__Source document__
Along with produce swaps, many gardeners are rediscovering the ancient practice of saving and sharing seeds. It's not only economical to produce your own seeds for the next season and trade them with other gardeners, but through the selection and breeding process, you can nurture varieties that are well adapted to your particular garden and climate. And you help preserve plant varieties that contain within them our horticultural heritage.
Since agricultural beginnings, farmers and gardeners selected the best seeds and stored them for the coming year. Survival depended on knowledge of pollination, harvesting and storing of seeds. The development of commercial seed companies allowed farmers and gardeners to forgo seed saving and purchase new seed every year.
Industrialized agriculture alters the seed landscape
With modern industrialized agriculture has come the concentration of these seed companies into a few conglomerates. Today ten companies sell 73 percent of all seeds. These companies produce genetically uniform hybrids designed for mass production. As a result, global food production has increased and famines have been averted, but the diversity preserved by ancient seed-saving practices has greatly diminished. The United Nations Food and Agriculture Organization estimates that since 1900, 75 percent of the varieties of agricultural crops have been lost.

[Dataset entries]

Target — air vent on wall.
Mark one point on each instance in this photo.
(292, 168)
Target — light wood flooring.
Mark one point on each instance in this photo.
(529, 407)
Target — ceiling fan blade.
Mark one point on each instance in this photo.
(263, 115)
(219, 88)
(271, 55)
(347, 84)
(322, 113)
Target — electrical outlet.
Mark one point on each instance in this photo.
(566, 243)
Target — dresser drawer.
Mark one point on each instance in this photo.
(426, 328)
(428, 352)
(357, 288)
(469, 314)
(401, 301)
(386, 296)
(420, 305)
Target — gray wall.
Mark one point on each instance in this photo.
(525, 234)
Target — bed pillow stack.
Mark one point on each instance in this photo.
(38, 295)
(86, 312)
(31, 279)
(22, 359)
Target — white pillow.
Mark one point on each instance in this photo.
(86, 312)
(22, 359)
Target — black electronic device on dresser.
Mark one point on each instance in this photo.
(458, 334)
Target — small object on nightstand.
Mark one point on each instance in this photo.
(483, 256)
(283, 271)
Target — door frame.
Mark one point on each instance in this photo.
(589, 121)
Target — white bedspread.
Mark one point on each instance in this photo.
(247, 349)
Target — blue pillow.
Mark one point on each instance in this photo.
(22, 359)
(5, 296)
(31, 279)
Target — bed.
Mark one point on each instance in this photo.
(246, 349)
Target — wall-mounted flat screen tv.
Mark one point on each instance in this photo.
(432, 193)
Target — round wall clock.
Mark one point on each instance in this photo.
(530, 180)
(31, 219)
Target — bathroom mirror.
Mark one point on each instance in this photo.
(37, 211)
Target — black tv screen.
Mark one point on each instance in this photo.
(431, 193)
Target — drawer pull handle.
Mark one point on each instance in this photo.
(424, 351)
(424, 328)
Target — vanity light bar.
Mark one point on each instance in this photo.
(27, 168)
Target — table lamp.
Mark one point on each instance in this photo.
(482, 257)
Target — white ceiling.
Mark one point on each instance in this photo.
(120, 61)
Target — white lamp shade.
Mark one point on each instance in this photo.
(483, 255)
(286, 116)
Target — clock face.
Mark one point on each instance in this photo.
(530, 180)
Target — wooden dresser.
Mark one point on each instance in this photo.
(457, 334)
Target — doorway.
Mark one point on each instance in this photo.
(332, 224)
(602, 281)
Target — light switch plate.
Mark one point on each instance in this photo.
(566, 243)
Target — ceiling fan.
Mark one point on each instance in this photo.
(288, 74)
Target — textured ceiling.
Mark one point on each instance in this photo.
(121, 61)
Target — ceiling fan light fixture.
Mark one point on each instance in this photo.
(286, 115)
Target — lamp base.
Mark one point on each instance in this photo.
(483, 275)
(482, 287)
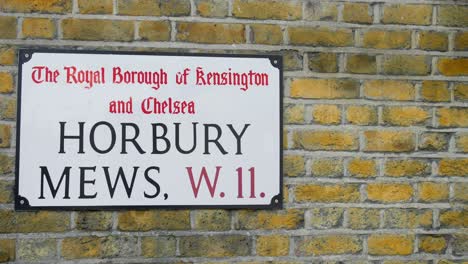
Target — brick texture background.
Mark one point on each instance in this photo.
(375, 135)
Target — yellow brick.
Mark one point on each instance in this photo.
(284, 219)
(154, 7)
(38, 28)
(327, 193)
(325, 140)
(461, 41)
(326, 114)
(266, 34)
(210, 33)
(431, 40)
(389, 141)
(453, 167)
(329, 245)
(273, 245)
(433, 192)
(361, 115)
(435, 91)
(212, 8)
(293, 166)
(97, 29)
(357, 13)
(320, 36)
(452, 15)
(406, 65)
(155, 30)
(361, 63)
(322, 88)
(387, 39)
(389, 192)
(407, 14)
(405, 115)
(33, 6)
(323, 62)
(453, 218)
(432, 244)
(389, 244)
(95, 6)
(327, 167)
(267, 9)
(461, 92)
(452, 117)
(453, 66)
(389, 90)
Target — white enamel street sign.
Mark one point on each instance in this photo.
(138, 130)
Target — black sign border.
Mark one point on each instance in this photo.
(22, 204)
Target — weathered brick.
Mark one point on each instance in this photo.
(95, 7)
(97, 29)
(155, 30)
(378, 39)
(358, 13)
(361, 115)
(38, 28)
(320, 36)
(325, 140)
(390, 244)
(389, 141)
(453, 218)
(407, 14)
(433, 192)
(328, 245)
(452, 15)
(405, 116)
(389, 90)
(323, 88)
(407, 167)
(158, 246)
(293, 166)
(154, 7)
(432, 40)
(212, 220)
(37, 249)
(363, 218)
(272, 245)
(433, 141)
(389, 192)
(406, 65)
(32, 6)
(327, 193)
(285, 219)
(326, 167)
(150, 220)
(320, 11)
(211, 33)
(452, 117)
(361, 63)
(325, 218)
(212, 8)
(99, 221)
(407, 218)
(323, 62)
(266, 34)
(269, 10)
(7, 250)
(326, 114)
(215, 246)
(435, 91)
(453, 66)
(461, 41)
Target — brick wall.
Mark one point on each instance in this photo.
(375, 137)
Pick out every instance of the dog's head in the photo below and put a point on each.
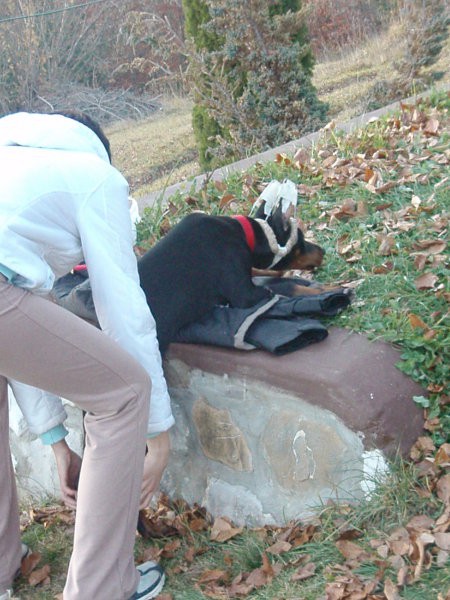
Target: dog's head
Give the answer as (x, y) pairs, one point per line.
(288, 242)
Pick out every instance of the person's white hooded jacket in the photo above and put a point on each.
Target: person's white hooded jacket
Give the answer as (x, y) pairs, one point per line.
(62, 202)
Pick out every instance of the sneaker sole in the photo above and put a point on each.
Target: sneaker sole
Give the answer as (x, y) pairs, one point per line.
(155, 592)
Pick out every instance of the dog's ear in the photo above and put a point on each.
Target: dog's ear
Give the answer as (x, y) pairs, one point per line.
(281, 223)
(277, 203)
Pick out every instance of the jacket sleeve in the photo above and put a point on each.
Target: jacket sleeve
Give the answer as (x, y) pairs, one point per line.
(41, 410)
(123, 313)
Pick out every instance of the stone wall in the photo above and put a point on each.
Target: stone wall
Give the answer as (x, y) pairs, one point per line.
(264, 439)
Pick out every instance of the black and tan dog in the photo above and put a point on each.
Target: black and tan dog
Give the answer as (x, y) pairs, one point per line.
(205, 261)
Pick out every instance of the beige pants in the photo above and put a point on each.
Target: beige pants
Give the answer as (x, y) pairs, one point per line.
(45, 346)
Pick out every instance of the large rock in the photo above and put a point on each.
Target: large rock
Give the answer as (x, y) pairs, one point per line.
(263, 439)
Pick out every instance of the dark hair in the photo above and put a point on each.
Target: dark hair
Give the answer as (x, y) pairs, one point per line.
(86, 120)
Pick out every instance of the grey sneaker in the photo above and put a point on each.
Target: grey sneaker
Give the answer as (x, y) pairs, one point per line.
(151, 581)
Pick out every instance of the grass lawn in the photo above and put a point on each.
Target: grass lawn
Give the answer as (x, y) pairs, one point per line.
(378, 200)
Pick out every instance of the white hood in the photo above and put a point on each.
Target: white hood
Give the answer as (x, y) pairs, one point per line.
(54, 132)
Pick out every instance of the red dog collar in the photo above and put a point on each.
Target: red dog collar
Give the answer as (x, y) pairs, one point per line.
(248, 230)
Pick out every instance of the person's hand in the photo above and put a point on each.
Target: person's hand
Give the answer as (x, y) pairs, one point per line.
(155, 462)
(69, 464)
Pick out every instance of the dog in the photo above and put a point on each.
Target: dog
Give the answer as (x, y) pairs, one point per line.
(206, 260)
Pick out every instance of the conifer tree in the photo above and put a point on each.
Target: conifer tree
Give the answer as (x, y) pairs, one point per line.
(250, 69)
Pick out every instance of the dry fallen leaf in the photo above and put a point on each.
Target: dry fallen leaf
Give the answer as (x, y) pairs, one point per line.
(427, 281)
(222, 530)
(279, 547)
(304, 572)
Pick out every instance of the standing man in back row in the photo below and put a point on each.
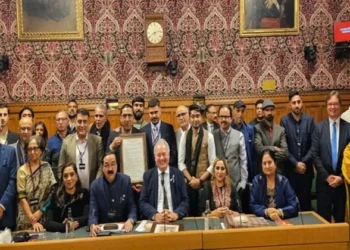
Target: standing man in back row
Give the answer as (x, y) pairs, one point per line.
(84, 149)
(138, 106)
(329, 140)
(299, 169)
(156, 130)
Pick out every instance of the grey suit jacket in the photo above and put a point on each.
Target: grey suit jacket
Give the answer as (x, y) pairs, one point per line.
(95, 149)
(264, 141)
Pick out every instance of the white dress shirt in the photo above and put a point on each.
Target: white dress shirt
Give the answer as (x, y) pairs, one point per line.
(211, 152)
(331, 130)
(83, 149)
(161, 191)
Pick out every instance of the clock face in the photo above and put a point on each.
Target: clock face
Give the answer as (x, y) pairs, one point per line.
(154, 32)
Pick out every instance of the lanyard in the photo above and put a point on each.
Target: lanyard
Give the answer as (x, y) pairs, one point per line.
(81, 154)
(35, 188)
(226, 142)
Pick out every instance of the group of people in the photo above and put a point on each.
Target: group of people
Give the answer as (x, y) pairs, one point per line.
(261, 167)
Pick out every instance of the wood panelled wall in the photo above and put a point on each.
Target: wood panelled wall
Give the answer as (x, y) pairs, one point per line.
(313, 104)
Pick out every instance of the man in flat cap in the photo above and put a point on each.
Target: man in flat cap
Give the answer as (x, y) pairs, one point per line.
(247, 130)
(271, 136)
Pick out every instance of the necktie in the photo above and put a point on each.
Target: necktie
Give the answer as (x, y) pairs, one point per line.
(270, 131)
(165, 197)
(334, 146)
(155, 135)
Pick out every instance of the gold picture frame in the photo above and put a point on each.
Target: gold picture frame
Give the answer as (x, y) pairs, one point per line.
(269, 18)
(40, 20)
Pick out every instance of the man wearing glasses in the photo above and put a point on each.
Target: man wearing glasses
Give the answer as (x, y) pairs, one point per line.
(126, 127)
(211, 114)
(196, 156)
(84, 149)
(25, 131)
(182, 118)
(329, 140)
(111, 198)
(54, 144)
(230, 144)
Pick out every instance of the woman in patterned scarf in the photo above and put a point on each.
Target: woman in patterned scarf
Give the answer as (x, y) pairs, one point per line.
(70, 194)
(219, 191)
(35, 182)
(272, 196)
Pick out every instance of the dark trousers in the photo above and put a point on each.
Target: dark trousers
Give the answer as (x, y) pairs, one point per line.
(331, 201)
(302, 185)
(193, 198)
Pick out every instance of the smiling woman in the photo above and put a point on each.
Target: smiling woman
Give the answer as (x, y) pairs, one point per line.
(71, 195)
(219, 191)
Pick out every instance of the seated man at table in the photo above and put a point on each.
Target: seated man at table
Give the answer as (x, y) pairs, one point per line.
(164, 195)
(111, 198)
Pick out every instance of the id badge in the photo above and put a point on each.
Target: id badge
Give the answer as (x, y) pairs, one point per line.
(34, 202)
(111, 215)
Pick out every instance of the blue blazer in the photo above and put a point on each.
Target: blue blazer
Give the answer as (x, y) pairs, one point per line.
(322, 152)
(149, 195)
(285, 198)
(167, 133)
(8, 172)
(101, 194)
(249, 139)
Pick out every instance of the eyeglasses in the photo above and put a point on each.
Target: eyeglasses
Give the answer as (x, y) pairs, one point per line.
(181, 114)
(224, 117)
(61, 119)
(335, 104)
(35, 149)
(110, 166)
(219, 168)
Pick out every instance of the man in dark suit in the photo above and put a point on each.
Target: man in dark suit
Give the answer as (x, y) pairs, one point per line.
(6, 136)
(211, 114)
(329, 140)
(271, 136)
(8, 170)
(299, 169)
(84, 149)
(126, 128)
(164, 195)
(156, 130)
(111, 198)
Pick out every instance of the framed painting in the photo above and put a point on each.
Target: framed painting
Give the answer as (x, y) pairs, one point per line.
(39, 20)
(269, 18)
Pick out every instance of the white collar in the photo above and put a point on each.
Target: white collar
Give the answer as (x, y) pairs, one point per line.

__Work instructions__
1. Please duplicate the stretch of the seed-saving text from "Since agricultural beginnings, farmers" through "seed every year.".
2. According to the seed-saving text, survival once depended on knowledge of what things? List them.

__Answers per task__
1.
Since agricultural beginnings, farmers and gardeners selected the best seeds and stored them for the coming year. Survival depended on knowledge of pollination, harvesting and storing of seeds. The development of commercial seed companies allowed farmers and gardeners to forgo seed saving and purchase new seed every year.

2.
- Pollination
- Harvesting of seeds
- Storing of seeds